§ **YOUR INSTRUCTIONS**
Only the lines from the one containing "green shirt with one point per instance." through the one containing "post with one point per instance." should be printed, exactly as they appear below, with both ends included.

[Natural language region descriptions]
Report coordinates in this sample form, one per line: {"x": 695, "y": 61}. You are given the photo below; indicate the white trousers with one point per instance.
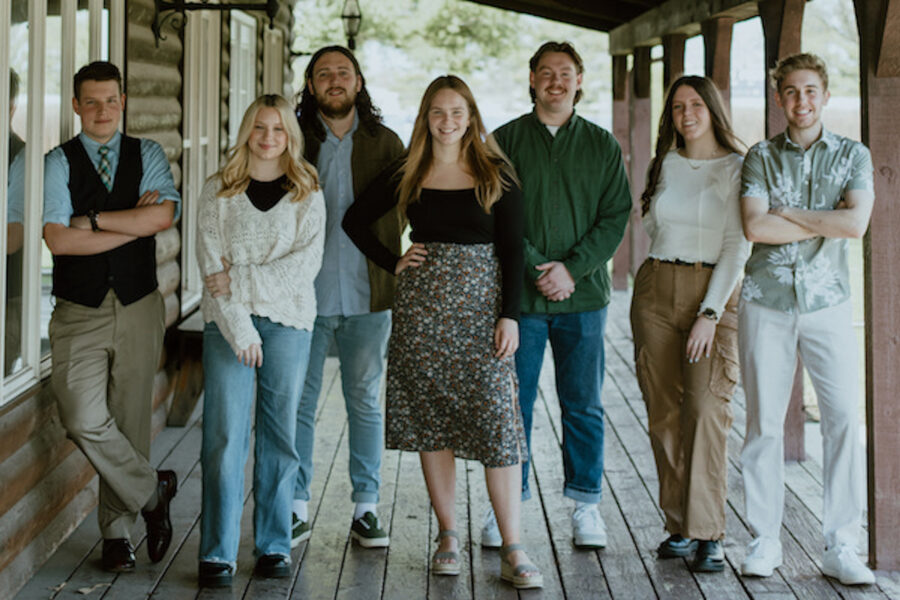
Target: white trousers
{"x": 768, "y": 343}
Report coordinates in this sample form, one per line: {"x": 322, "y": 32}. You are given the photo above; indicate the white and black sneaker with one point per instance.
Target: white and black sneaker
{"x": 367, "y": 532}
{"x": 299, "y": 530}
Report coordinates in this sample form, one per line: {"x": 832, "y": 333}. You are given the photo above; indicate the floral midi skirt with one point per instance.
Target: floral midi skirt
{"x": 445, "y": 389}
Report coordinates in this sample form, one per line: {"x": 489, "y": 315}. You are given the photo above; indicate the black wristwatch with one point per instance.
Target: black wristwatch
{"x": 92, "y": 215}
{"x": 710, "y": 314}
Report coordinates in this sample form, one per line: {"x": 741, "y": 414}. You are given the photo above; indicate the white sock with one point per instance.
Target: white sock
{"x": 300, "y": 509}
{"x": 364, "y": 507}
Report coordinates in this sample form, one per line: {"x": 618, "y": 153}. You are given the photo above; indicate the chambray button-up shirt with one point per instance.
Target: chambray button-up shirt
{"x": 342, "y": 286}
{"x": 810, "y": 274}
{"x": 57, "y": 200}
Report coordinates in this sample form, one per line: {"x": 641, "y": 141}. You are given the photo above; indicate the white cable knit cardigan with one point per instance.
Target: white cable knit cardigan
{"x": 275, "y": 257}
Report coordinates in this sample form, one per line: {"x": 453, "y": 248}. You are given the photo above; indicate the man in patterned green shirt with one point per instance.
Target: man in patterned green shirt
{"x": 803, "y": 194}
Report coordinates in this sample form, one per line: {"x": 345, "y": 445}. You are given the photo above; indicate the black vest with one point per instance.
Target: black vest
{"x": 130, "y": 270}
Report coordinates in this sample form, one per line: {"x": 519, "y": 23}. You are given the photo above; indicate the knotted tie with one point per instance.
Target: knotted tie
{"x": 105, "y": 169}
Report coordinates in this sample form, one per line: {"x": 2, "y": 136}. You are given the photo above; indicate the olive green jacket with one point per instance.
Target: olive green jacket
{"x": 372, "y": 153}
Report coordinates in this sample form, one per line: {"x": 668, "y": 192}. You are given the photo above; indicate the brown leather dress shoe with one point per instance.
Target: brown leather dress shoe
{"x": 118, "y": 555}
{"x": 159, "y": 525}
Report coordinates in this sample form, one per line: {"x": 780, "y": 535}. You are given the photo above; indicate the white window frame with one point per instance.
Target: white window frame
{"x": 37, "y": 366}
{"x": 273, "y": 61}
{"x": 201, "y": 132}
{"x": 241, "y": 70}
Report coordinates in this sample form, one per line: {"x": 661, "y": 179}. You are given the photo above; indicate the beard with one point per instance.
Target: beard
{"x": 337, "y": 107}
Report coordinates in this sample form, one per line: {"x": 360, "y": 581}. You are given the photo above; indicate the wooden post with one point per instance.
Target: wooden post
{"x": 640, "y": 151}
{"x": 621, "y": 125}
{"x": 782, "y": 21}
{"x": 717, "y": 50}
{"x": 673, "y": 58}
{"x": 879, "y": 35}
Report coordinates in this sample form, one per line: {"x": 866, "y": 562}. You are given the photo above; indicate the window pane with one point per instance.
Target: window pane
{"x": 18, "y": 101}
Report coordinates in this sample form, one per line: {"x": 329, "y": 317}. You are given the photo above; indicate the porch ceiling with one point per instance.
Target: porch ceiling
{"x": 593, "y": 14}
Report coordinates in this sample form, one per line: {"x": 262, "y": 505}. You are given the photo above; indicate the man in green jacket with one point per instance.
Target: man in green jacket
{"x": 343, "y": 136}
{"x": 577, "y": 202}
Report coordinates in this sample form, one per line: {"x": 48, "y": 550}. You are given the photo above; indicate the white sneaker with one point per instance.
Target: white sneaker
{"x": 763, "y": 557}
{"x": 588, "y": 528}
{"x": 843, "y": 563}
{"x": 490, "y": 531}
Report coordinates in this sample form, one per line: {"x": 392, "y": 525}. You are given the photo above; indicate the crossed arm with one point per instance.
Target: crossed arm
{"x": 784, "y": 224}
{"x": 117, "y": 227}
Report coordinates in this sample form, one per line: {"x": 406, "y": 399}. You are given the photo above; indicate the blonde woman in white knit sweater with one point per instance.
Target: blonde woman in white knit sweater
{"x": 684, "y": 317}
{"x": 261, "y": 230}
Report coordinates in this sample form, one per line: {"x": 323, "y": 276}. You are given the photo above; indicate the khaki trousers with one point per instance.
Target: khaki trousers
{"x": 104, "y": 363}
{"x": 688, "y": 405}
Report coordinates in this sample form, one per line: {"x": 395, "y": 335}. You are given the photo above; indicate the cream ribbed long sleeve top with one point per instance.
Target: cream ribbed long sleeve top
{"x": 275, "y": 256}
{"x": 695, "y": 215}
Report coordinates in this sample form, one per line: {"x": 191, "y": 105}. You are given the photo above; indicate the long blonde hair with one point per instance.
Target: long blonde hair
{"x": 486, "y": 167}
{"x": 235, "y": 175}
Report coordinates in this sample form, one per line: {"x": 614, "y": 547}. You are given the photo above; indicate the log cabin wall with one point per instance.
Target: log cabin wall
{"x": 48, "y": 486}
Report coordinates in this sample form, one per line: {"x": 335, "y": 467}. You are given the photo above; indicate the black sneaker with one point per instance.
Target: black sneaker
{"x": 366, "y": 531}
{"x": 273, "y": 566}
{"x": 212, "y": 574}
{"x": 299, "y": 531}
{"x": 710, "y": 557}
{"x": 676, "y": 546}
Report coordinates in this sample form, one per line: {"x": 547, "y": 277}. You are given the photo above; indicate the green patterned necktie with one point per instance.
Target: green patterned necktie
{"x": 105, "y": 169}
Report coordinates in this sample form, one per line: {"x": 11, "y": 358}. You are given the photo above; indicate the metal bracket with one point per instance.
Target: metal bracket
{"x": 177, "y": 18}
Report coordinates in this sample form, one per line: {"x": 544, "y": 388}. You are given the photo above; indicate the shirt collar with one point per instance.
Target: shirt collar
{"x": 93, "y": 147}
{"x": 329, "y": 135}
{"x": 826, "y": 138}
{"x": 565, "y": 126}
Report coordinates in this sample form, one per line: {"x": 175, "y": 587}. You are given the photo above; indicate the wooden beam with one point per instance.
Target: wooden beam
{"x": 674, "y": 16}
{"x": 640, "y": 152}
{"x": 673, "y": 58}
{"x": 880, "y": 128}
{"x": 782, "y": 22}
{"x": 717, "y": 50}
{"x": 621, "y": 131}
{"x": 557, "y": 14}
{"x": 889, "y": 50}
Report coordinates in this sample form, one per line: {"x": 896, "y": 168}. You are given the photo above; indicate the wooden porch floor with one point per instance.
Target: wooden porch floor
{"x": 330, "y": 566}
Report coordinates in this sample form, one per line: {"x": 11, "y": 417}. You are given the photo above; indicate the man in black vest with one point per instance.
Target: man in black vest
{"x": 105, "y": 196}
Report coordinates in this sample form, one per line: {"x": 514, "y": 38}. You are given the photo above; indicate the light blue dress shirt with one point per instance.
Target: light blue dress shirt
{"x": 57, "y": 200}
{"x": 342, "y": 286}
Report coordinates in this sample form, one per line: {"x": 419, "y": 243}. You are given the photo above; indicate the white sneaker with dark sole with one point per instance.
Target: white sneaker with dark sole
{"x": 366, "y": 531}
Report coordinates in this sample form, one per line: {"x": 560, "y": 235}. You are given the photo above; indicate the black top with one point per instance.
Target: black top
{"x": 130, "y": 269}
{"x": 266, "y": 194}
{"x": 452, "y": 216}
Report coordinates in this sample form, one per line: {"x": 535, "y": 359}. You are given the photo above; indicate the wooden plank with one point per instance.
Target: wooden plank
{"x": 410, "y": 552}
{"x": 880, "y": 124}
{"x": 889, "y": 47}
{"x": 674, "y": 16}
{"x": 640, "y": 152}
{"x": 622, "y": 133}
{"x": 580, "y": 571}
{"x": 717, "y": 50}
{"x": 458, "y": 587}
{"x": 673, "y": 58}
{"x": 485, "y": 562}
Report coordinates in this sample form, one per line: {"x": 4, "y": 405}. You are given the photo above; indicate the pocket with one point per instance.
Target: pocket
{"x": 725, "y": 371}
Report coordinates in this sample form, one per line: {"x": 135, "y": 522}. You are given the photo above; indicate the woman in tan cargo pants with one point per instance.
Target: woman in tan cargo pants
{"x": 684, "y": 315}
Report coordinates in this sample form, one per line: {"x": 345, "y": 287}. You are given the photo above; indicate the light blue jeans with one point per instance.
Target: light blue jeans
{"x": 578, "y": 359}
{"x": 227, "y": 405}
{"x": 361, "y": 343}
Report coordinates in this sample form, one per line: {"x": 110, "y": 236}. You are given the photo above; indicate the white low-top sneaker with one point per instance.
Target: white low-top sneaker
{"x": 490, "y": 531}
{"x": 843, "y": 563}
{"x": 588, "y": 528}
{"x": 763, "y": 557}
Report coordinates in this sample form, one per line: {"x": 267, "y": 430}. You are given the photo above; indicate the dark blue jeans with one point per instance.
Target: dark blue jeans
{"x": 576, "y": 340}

§ **SOLUTION FOR THIS TASK**
Report coordinates in this sample form, one per line: {"x": 453, "y": 248}. You are given the photo above; indicate the man in patterned green shirt with one point per instance.
Target: man in patterned green shirt
{"x": 803, "y": 194}
Report coordinates in this sample form, one per line: {"x": 345, "y": 445}. You are given the photo above; indicate the black vest with one point per instance.
Target: black vest
{"x": 130, "y": 270}
Report coordinates in this sample form, one per line: {"x": 519, "y": 23}. You are given the photo above; indicate the knotted tie with one point per instance.
Target: knotted tie
{"x": 105, "y": 169}
Report coordinates in this sample form, one per line: {"x": 2, "y": 136}. You are given the photo above; indicate the olive green jacket with one point per instance.
Target: olive green jacket
{"x": 372, "y": 153}
Report coordinates in this sample form, one per line: {"x": 668, "y": 192}. You are given the photo above; indicate the brown leather dress shoe with one point per instance.
Target: brown leather dress shoe
{"x": 118, "y": 555}
{"x": 159, "y": 525}
Report coordinates in this sample form, one per line: {"x": 780, "y": 535}. You are given the photo above; indicate the white window frame with one point per instance.
Target: white window frame
{"x": 37, "y": 366}
{"x": 273, "y": 61}
{"x": 201, "y": 132}
{"x": 241, "y": 70}
Report coordinates in this sample form, one per line: {"x": 661, "y": 179}. You are given the photo above; indicate the beard with one point per instance.
Target: beard
{"x": 337, "y": 107}
Report coordinates in this sample form, one per line: {"x": 360, "y": 581}. You are given the photo above; indicate the wooden post with one point per instance.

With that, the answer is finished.